* _WHAT TO PRODUCE_:
Exactly reproduce the lines beginning with the line that includes "of the plate" and ending with the last line of the data.

──────────

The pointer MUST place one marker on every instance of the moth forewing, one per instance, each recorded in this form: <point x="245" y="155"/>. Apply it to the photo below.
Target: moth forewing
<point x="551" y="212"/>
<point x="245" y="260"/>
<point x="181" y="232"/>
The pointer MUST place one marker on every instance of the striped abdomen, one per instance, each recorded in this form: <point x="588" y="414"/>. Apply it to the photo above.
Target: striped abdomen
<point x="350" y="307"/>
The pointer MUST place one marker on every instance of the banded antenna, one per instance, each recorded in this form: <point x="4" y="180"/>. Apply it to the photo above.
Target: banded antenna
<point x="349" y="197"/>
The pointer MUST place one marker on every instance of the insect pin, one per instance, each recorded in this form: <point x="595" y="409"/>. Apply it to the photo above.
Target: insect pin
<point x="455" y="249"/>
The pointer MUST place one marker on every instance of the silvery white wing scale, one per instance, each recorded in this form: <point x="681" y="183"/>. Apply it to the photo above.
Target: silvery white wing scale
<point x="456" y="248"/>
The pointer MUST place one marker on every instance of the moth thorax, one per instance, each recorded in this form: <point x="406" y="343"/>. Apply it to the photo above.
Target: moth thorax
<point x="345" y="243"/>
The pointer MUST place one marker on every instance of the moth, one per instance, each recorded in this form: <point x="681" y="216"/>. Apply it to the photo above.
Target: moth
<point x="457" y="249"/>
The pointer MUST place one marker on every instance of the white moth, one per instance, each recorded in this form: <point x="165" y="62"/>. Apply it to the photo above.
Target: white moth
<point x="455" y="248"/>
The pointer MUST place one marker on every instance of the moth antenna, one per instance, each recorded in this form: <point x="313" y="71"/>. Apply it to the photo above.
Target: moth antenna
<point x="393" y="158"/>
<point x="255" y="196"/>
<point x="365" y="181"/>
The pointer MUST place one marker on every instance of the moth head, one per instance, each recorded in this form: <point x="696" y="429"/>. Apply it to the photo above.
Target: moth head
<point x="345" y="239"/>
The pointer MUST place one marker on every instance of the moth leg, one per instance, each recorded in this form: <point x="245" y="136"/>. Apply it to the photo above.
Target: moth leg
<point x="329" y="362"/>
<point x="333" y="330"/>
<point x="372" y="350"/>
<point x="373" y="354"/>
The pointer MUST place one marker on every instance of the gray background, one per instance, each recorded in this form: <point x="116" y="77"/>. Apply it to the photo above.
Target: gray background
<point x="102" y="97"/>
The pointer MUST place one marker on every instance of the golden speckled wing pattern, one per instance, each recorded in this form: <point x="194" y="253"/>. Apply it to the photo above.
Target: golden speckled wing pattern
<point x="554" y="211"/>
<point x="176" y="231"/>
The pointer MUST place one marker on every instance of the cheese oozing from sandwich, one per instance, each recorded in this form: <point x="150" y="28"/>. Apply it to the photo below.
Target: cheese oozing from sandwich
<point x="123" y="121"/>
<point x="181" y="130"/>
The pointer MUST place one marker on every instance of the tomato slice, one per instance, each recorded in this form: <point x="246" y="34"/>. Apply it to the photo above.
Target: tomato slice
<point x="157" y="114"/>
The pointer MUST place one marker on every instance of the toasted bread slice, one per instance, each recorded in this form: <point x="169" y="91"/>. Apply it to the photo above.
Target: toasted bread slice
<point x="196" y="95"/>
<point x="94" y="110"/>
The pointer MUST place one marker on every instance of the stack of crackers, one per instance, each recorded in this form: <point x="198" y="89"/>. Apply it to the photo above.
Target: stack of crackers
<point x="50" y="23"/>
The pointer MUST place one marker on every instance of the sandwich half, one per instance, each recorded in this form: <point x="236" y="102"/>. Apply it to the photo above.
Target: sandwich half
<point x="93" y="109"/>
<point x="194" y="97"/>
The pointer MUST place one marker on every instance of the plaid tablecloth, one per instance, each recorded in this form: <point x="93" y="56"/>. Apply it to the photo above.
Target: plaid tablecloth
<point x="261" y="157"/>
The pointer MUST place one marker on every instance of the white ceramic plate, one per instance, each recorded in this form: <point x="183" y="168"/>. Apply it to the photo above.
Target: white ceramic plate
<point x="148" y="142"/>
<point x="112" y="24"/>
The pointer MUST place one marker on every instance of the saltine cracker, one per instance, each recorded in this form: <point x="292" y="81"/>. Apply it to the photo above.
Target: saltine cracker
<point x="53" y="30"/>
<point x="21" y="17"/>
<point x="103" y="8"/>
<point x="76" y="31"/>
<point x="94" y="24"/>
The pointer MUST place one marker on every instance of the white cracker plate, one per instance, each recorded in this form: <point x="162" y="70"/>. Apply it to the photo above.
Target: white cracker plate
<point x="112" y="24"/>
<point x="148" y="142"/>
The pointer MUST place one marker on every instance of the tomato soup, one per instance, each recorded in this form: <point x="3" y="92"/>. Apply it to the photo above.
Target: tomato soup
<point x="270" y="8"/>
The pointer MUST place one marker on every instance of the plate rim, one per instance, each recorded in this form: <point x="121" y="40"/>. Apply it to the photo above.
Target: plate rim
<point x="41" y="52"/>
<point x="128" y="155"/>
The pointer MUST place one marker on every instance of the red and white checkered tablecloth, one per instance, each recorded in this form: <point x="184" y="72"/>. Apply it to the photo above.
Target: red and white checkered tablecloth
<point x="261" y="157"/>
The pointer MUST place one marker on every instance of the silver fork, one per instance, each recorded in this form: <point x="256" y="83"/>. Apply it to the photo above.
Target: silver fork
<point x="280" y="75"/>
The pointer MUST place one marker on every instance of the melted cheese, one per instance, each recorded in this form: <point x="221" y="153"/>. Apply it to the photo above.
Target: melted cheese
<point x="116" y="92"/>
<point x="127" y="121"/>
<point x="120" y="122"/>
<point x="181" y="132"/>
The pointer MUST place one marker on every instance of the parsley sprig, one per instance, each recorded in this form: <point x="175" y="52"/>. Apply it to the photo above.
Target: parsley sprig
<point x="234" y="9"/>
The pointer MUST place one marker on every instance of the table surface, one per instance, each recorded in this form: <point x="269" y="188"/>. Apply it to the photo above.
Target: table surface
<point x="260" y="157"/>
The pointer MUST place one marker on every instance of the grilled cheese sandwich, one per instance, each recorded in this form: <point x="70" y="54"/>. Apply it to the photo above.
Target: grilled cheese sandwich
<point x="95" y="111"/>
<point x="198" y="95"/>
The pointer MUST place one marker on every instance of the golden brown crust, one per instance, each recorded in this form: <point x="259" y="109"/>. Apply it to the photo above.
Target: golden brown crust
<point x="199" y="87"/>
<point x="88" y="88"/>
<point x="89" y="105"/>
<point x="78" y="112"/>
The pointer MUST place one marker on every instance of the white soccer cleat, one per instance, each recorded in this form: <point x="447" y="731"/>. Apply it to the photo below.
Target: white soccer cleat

──────────

* _THE REPLY_:
The pointer MUST place one marker on every instance of the plate rim, one per instance, each recorded in this form: <point x="121" y="40"/>. Apply it to the photo above.
Target: plate rim
<point x="41" y="52"/>
<point x="128" y="155"/>
The pointer MUST place one marker on every instance of the red and white checkered tablecloth, one per instance, each recorded in this form: <point x="184" y="72"/>. Apply it to the photo above.
Target: red and white checkered tablecloth
<point x="261" y="157"/>
The pointer MUST place one marker on every instance of the silver fork, one per instance, each recorded in this form: <point x="256" y="83"/>. Apply it to the photo above.
Target: silver fork
<point x="280" y="75"/>
The pointer MUST place one marker on every instance of the melted cheese, one per instance, each recorded in this form: <point x="221" y="153"/>. Apply it to the photo above.
Target: melted cheese
<point x="116" y="92"/>
<point x="127" y="121"/>
<point x="120" y="122"/>
<point x="181" y="132"/>
The pointer MUST place one marker on every instance of the parsley sprig, one per instance, each recorded in this form: <point x="175" y="52"/>. Apply it to the photo above.
Target: parsley sprig
<point x="234" y="9"/>
The pointer MUST place one marker on every instance of the table surface, one per instance, each recorded in this form: <point x="269" y="188"/>. Apply it to the photo above.
Target: table surface
<point x="260" y="157"/>
The pointer MUST place one marker on every instance of the grilled cheese sandwich, one per instance, each recorded in this form: <point x="70" y="54"/>. Apply it to the photo above.
Target: grilled cheese sandwich
<point x="95" y="111"/>
<point x="198" y="95"/>
The pointer MUST place one marker on every instance of the golden brown crust, one per instance, each recorded in this form: <point x="259" y="109"/>. Apply it to the photo above.
Target: golden brown crust
<point x="199" y="87"/>
<point x="88" y="88"/>
<point x="89" y="105"/>
<point x="78" y="112"/>
The pointer MUST place one marker on every instance of the white soccer cleat, one per instance, each recorded in this form: <point x="447" y="731"/>. Apply it to the photo below.
Target: white soccer cleat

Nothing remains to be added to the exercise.